* [所给文本]:
##############################

强类型和弱类型
- js属于弱类型语言
- ts将js这种弱类型语言变成强类型语言
静态类型和动态类型
- 静态类型语言:在编译阶段确定所有变量类型
- 动态类型语言:在执行阶段确定所有变量类型
ts入门
- 1.全局安装ts:
npm i typescript -g(可使用tsc) - 2.ts配置文件初始化:
tsc --init生成tsconfig.json - 3.编译ts文件:
tsc ./src/index - 4.添加webpack打包工具
- 5.添加ts-loader
ts基本类型
- 原始类型
let bool: boolean = true
let num: number | undefined | null = 123
let str: string = 'abc'
// str = 123
// 数组
let arr1: number[] = [1, 2, 3]
let arr2: Array<number | string> = [1, 2, 3, '4']
// 元组
let tuple: [number, string] = [0, '1']
// tuple.push(2) 可以添加新元素
// console.log(tuple)

##############################

* [记录数据]:
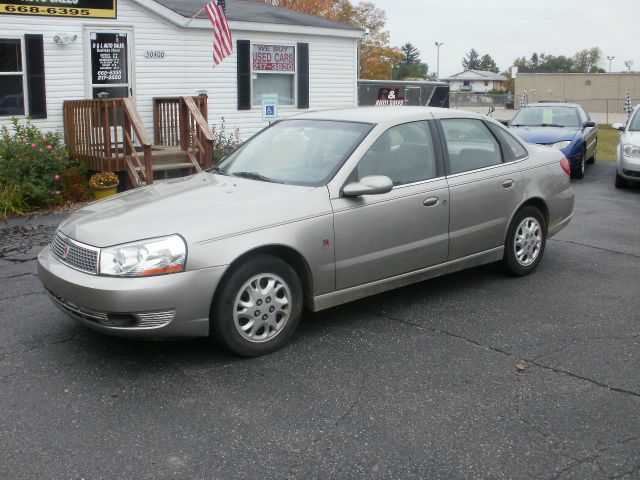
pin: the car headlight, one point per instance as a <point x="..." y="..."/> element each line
<point x="156" y="256"/>
<point x="631" y="151"/>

##############################

* [布置任务 1]: 在这篇 TypeScript 笔记里,静态类型语言在哪个阶段确定所有变量类型?
* [布置任务 2]: 请根据这篇 TypeScript 笔记,用一到三句话说明入门第一步为什么要全局安装 typescript。
* [布置任务 3]: 从这篇 TypeScript 笔记最后一行之后接着往下写。
作答时用不到这些数据。

* [作答结果 1]: 在编译阶段确定。

* [作答结果 2]: 全局安装 typescript(npm i typescript -g)之后就能使用 tsc 命令。后面生成 tsconfig.json 和编译 ts 文件这两步都要用到 tsc。

* [作答结果 3]:
// tuple[2] 不能访问到新元素
// 函数
let add = (x: number, y: number) => x + y //返回值类型可以不写,ts有类型推断
let compute: (x: number, y: number) => number
compute = (a, b) => a + b
// 对象
let obj: { x: number, y: number } = { x: 1, y: 2 }
obj.x = 3
// symbol
let s1: symbol = Symbol()
let s2 = Symbol()
// console.log(s1 === s2) false
// undefined, null
let un: undefined = undefined
let nu: null = null
num = undefined //定义num时候就要允许类型为undefined
num = null
// void 没有任何返回值
let noReturn = () => {}
// 如果不指定类型,默认any类型,和js没有区别
let x
x = 1
x = []
x = () => {}
// never
let error = () => {
throw new Error('error')
}
let endless = () => {
while(true) {}
}
- 枚举类型
一组有名字的常量集合,通常用于定义一些常量,便于代码阅读,枚举分为数字枚举和字符串枚举
- 如下代码,可读性非常差,可维护性也差
可以使用枚举来解决
enum Role {
Reporter = 1, //自定义初始值
Developer,
Maintainer,
Owner,
Guest
}
// 数字枚举,值会递增
enum Role {
Reporter = 1, //自定义初始值
Developer,
Maintainer,
Owner,
Guest
}
// console.log(Role.Reporter)
// console.log(Role)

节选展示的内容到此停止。